** Required work **
Quote every line of the data below as it stands, omitting pictures.

(Entries from a pointing dataset)
—————

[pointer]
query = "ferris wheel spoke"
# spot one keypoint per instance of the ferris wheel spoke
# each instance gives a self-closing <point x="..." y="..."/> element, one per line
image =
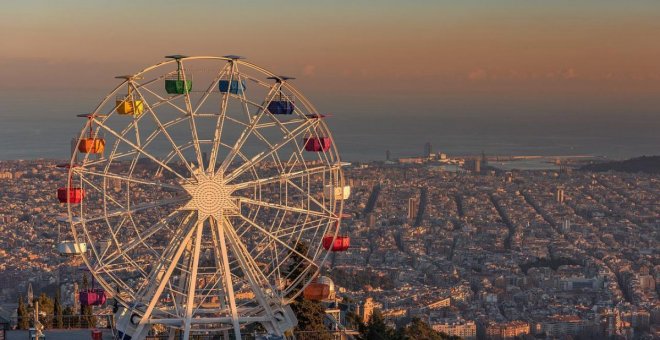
<point x="309" y="197"/>
<point x="296" y="210"/>
<point x="191" y="118"/>
<point x="111" y="175"/>
<point x="192" y="283"/>
<point x="161" y="273"/>
<point x="148" y="155"/>
<point x="212" y="86"/>
<point x="131" y="210"/>
<point x="284" y="177"/>
<point x="276" y="239"/>
<point x="261" y="156"/>
<point x="248" y="131"/>
<point x="167" y="135"/>
<point x="162" y="100"/>
<point x="125" y="248"/>
<point x="219" y="125"/>
<point x="220" y="244"/>
<point x="255" y="277"/>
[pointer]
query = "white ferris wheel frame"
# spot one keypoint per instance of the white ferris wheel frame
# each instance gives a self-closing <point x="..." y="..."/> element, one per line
<point x="186" y="240"/>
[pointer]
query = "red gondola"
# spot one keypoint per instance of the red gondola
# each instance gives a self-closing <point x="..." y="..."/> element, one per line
<point x="316" y="291"/>
<point x="70" y="195"/>
<point x="342" y="243"/>
<point x="318" y="144"/>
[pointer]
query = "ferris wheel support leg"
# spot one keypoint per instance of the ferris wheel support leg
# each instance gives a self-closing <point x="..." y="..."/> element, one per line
<point x="192" y="285"/>
<point x="229" y="285"/>
<point x="280" y="318"/>
<point x="164" y="278"/>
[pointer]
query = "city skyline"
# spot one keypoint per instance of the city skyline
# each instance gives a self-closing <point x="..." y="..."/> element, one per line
<point x="543" y="73"/>
<point x="351" y="170"/>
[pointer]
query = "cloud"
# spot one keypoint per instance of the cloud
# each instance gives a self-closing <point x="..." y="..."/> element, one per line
<point x="309" y="70"/>
<point x="477" y="74"/>
<point x="569" y="73"/>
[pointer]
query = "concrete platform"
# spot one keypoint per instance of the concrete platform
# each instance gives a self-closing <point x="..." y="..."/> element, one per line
<point x="60" y="334"/>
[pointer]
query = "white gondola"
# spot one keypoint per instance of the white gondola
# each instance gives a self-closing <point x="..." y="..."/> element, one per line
<point x="340" y="193"/>
<point x="66" y="247"/>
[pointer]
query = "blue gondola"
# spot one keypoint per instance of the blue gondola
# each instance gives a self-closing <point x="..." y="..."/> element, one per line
<point x="236" y="87"/>
<point x="281" y="107"/>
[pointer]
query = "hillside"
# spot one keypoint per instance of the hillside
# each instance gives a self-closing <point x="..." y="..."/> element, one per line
<point x="646" y="164"/>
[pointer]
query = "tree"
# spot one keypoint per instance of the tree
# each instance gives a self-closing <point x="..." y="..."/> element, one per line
<point x="310" y="314"/>
<point x="420" y="330"/>
<point x="57" y="309"/>
<point x="87" y="311"/>
<point x="46" y="307"/>
<point x="23" y="314"/>
<point x="377" y="329"/>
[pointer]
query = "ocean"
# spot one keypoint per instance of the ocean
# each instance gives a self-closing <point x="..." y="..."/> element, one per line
<point x="40" y="124"/>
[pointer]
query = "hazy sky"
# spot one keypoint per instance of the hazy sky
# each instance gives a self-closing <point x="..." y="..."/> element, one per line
<point x="574" y="60"/>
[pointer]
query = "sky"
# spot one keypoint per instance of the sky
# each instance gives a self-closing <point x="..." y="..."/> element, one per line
<point x="591" y="63"/>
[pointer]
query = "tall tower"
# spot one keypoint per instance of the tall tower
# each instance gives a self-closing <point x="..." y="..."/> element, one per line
<point x="560" y="194"/>
<point x="413" y="204"/>
<point x="427" y="150"/>
<point x="367" y="310"/>
<point x="30" y="294"/>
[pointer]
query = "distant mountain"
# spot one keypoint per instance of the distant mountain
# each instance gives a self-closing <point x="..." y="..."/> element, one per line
<point x="647" y="164"/>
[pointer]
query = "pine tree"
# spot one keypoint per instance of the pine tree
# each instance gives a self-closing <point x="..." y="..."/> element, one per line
<point x="46" y="306"/>
<point x="87" y="311"/>
<point x="59" y="317"/>
<point x="85" y="283"/>
<point x="310" y="314"/>
<point x="23" y="314"/>
<point x="377" y="329"/>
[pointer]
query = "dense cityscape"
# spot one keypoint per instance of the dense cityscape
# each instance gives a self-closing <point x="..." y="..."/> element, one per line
<point x="474" y="251"/>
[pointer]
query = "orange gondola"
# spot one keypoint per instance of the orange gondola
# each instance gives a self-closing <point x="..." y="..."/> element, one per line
<point x="92" y="143"/>
<point x="317" y="144"/>
<point x="341" y="243"/>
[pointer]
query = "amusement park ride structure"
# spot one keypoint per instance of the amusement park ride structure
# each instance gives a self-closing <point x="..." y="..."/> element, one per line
<point x="204" y="206"/>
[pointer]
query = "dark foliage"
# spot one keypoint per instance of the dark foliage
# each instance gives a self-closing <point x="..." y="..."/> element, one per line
<point x="646" y="164"/>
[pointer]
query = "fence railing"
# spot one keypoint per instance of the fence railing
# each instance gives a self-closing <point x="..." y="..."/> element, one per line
<point x="69" y="321"/>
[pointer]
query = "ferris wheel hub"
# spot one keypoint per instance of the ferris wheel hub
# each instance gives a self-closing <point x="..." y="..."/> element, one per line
<point x="210" y="197"/>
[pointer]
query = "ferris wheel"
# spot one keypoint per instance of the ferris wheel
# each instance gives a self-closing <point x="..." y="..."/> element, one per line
<point x="208" y="192"/>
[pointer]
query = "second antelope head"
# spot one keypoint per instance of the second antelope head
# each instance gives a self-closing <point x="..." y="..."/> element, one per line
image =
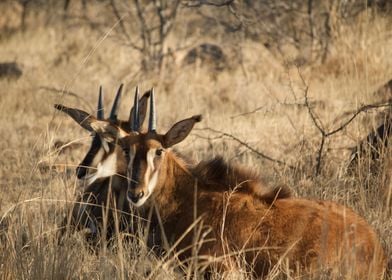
<point x="147" y="153"/>
<point x="102" y="159"/>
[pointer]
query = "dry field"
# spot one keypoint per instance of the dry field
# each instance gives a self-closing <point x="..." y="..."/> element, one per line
<point x="250" y="108"/>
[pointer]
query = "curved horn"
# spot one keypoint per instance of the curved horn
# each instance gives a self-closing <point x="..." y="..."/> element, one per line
<point x="116" y="104"/>
<point x="100" y="110"/>
<point x="135" y="117"/>
<point x="152" y="119"/>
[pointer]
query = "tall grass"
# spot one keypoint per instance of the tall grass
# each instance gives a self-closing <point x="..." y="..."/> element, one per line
<point x="260" y="103"/>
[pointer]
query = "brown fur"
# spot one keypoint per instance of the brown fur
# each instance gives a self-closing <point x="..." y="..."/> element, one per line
<point x="218" y="175"/>
<point x="312" y="235"/>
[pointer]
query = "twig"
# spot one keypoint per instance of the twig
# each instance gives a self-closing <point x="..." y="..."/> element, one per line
<point x="67" y="92"/>
<point x="198" y="3"/>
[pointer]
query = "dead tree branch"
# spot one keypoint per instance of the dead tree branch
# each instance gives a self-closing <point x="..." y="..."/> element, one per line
<point x="326" y="134"/>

—————

** Reply **
[pointer]
query = "ferris wheel spoke"
# spot one keypoint per instance of the ferris wheel spoke
# each instance gives a self-closing <point x="..." y="..."/> element, one per line
image =
<point x="309" y="197"/>
<point x="296" y="210"/>
<point x="191" y="118"/>
<point x="111" y="175"/>
<point x="192" y="283"/>
<point x="161" y="273"/>
<point x="148" y="155"/>
<point x="212" y="86"/>
<point x="131" y="210"/>
<point x="284" y="177"/>
<point x="276" y="239"/>
<point x="261" y="156"/>
<point x="248" y="131"/>
<point x="167" y="135"/>
<point x="162" y="100"/>
<point x="125" y="248"/>
<point x="219" y="125"/>
<point x="220" y="244"/>
<point x="255" y="277"/>
[pointer]
query = "white ferris wheel frame"
# spot one keypoint per instance of the white ferris wheel frame
# each instance gives a self-closing <point x="..." y="..."/> element, one per line
<point x="186" y="240"/>
[pointer]
query = "red gondola"
# spot one keypoint per instance of the red gondola
# each instance gives a self-closing <point x="..." y="..."/> element, one per line
<point x="316" y="291"/>
<point x="70" y="195"/>
<point x="342" y="243"/>
<point x="318" y="144"/>
[pointer]
query = "ferris wheel support leg"
# spot one keypoint per instance of the ferris wheel support leg
# each instance gives a self-closing <point x="..." y="..."/> element, one per line
<point x="192" y="285"/>
<point x="229" y="285"/>
<point x="280" y="318"/>
<point x="164" y="278"/>
[pointer]
query = "city skyline"
# spot one keypoint per instance of the city skyline
# each instance gives a self-closing <point x="..." y="..."/> element, one per line
<point x="543" y="73"/>
<point x="351" y="170"/>
[pointer]
query = "cloud"
# spot one keypoint per instance of the cloud
# each instance gives a self-closing <point x="..." y="..."/> element, one per line
<point x="309" y="70"/>
<point x="477" y="74"/>
<point x="569" y="73"/>
[pointer]
query = "concrete platform"
# spot one keypoint per instance of the concrete platform
# each instance gives a self-closing <point x="..." y="..."/> element, one per line
<point x="60" y="334"/>
[pointer]
query = "white gondola"
# spot one keypoint per instance of the white gondola
# each instance gives a self-closing <point x="..." y="..."/> element, one per line
<point x="340" y="193"/>
<point x="66" y="247"/>
[pointer]
query = "blue gondola"
# spot one keypoint per instance of the blue gondola
# each instance gives a self-closing <point x="..." y="..."/> element, one per line
<point x="236" y="87"/>
<point x="281" y="107"/>
[pointer]
query = "hillside"
# spot one keypoint per instance of the hillside
# each instance gives a self-closing <point x="..." y="..."/> element, one per line
<point x="646" y="164"/>
[pointer]
query = "tree"
# spot one keypoint per instance of the tree
# each instance gives a self-closing <point x="..." y="..."/> element, one per line
<point x="310" y="314"/>
<point x="420" y="330"/>
<point x="57" y="309"/>
<point x="87" y="311"/>
<point x="46" y="307"/>
<point x="23" y="314"/>
<point x="377" y="329"/>
[pointer]
query = "ocean"
# spot one keypoint per instance of the ocean
# each instance gives a self-closing <point x="..." y="..."/> element, one per line
<point x="40" y="124"/>
[pointer]
query = "hazy sky"
# spot one keypoint per instance of the hazy sky
# each instance gives a self-closing <point x="..." y="..."/> element, one per line
<point x="574" y="60"/>
[pointer]
query = "sky"
# spot one keypoint per instance of the sky
# each instance gives a self-closing <point x="..." y="..."/> element, one per line
<point x="591" y="63"/>
[pointer]
query = "tall tower"
# spot one keypoint per instance of the tall tower
# each instance gives a self-closing <point x="..." y="..."/> element, one per line
<point x="560" y="194"/>
<point x="413" y="204"/>
<point x="427" y="150"/>
<point x="367" y="310"/>
<point x="30" y="294"/>
[pointer]
query = "distant mountain"
# spot one keypoint per instance of the distant mountain
# each instance gives a self-closing <point x="..." y="..."/> element, one per line
<point x="647" y="164"/>
[pointer]
query = "pine tree"
# spot one keypoint per instance of the pine tree
# each instance gives a self-closing <point x="..." y="..."/> element, one per line
<point x="46" y="306"/>
<point x="87" y="311"/>
<point x="59" y="317"/>
<point x="85" y="283"/>
<point x="310" y="314"/>
<point x="23" y="314"/>
<point x="377" y="329"/>
[pointer]
query = "dense cityscape"
# spot one keypoint per instance of the dense cityscape
# each instance gives a self-closing <point x="..." y="..."/> element, one per line
<point x="474" y="251"/>
[pointer]
query = "orange gondola"
# spot one keypoint per instance of the orange gondola
# each instance gives a self-closing <point x="..." y="..."/> element, one per line
<point x="92" y="143"/>
<point x="317" y="144"/>
<point x="341" y="243"/>
[pointer]
query = "amusement park ride structure"
# spot one keypoint per instance of the amusement park ride structure
# each instance gives a self-closing <point x="..." y="..."/> element, one per line
<point x="204" y="206"/>
[pointer]
query = "dark foliage"
# spot one keypoint per instance of the dark foliage
# each instance gives a self-closing <point x="..." y="..."/> element, one per line
<point x="646" y="164"/>
[pointer]
query = "fence railing"
# spot one keypoint per instance of the fence railing
# each instance gives a self-closing <point x="..." y="..."/> element, one per line
<point x="69" y="321"/>
[pointer]
query = "ferris wheel hub"
# spot one keypoint per instance of the ferris wheel hub
# each instance gives a self-closing <point x="..." y="..."/> element, one per line
<point x="210" y="197"/>
[pointer]
query = "ferris wheel"
# spot one keypoint per instance of the ferris wheel
# each instance gives a self-closing <point x="..." y="..."/> element, one per line
<point x="208" y="192"/>
[pointer]
query = "second antelope head"
# spot one keypoint per instance of the second antelope head
# each instance gives a self-closing <point x="..." y="..."/> element, one per line
image =
<point x="147" y="153"/>
<point x="102" y="159"/>
[pointer]
query = "dry field"
# spot one keypoint per instance of the dry field
# each instance gives a self-closing <point x="..." y="..."/> element, one per line
<point x="250" y="108"/>
[pointer]
query = "curved horn"
# spot one keypoint per instance of the curved horn
# each instance gives a self-closing <point x="..." y="..."/> element, one per line
<point x="116" y="104"/>
<point x="100" y="110"/>
<point x="135" y="117"/>
<point x="152" y="119"/>
[pointer]
query = "tall grass"
# spot one keypoint per instance of the tall grass
# each instance gives a self-closing <point x="..." y="..."/> element, one per line
<point x="260" y="103"/>
[pointer]
query = "brown fur"
# spot one keypoint per instance of the brown fur
# each instance gives a self-closing <point x="..." y="..."/> element, one per line
<point x="218" y="175"/>
<point x="312" y="235"/>
[pointer]
query = "twig"
# spot one keypoint per instance of the twig
# each instance gives a self-closing <point x="..." y="..."/> element, one per line
<point x="67" y="92"/>
<point x="198" y="3"/>
[pointer]
query = "dead tree branch"
# spot one keypoint per instance of the dead tree branch
# each instance gives a self-closing <point x="..." y="..."/> element, one per line
<point x="326" y="134"/>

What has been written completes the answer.